DIRECTION: Please reproduce the following rows exactly as they appear, line for line.
# TASK MATERIAL start
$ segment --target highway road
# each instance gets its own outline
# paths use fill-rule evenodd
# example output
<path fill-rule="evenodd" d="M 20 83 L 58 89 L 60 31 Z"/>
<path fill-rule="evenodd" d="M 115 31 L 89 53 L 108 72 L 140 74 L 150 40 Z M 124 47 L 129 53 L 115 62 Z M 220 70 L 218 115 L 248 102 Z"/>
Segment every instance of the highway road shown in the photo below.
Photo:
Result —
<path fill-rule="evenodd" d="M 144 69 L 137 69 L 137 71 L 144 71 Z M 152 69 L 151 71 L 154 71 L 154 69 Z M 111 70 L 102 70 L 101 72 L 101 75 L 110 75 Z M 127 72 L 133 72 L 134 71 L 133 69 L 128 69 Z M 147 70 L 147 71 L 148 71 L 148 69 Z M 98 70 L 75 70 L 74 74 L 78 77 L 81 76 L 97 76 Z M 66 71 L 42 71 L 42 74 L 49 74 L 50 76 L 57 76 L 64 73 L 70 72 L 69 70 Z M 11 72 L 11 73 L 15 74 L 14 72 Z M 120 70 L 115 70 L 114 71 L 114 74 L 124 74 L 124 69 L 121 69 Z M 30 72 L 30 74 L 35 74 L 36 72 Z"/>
# TASK MATERIAL end
COMPLETED EXERCISE:
$ segment --target highway road
# each instance gets its own outline
# paths use fill-rule evenodd
# example output
<path fill-rule="evenodd" d="M 20 83 L 58 89 L 60 31 Z"/>
<path fill-rule="evenodd" d="M 115 31 L 89 53 L 108 72 L 140 74 L 150 40 Z M 124 47 L 129 53 L 115 62 Z M 220 70 L 218 115 L 248 102 Z"/>
Segment every instance of the highway road shown in the photo below.
Photo:
Result —
<path fill-rule="evenodd" d="M 144 69 L 137 69 L 137 71 L 144 71 Z M 152 69 L 151 71 L 154 71 L 154 69 Z M 111 70 L 102 70 L 101 72 L 101 75 L 110 75 Z M 127 72 L 133 72 L 134 71 L 133 69 L 128 69 Z M 147 70 L 147 71 L 148 71 L 148 69 Z M 98 70 L 75 70 L 74 74 L 78 77 L 81 76 L 97 76 Z M 66 71 L 42 71 L 42 74 L 49 74 L 50 76 L 57 76 L 64 73 L 70 72 L 69 70 Z M 11 72 L 11 73 L 15 74 L 14 72 Z M 120 70 L 115 70 L 114 71 L 114 74 L 124 74 L 124 69 L 121 69 Z M 30 72 L 30 74 L 35 74 L 36 72 Z"/>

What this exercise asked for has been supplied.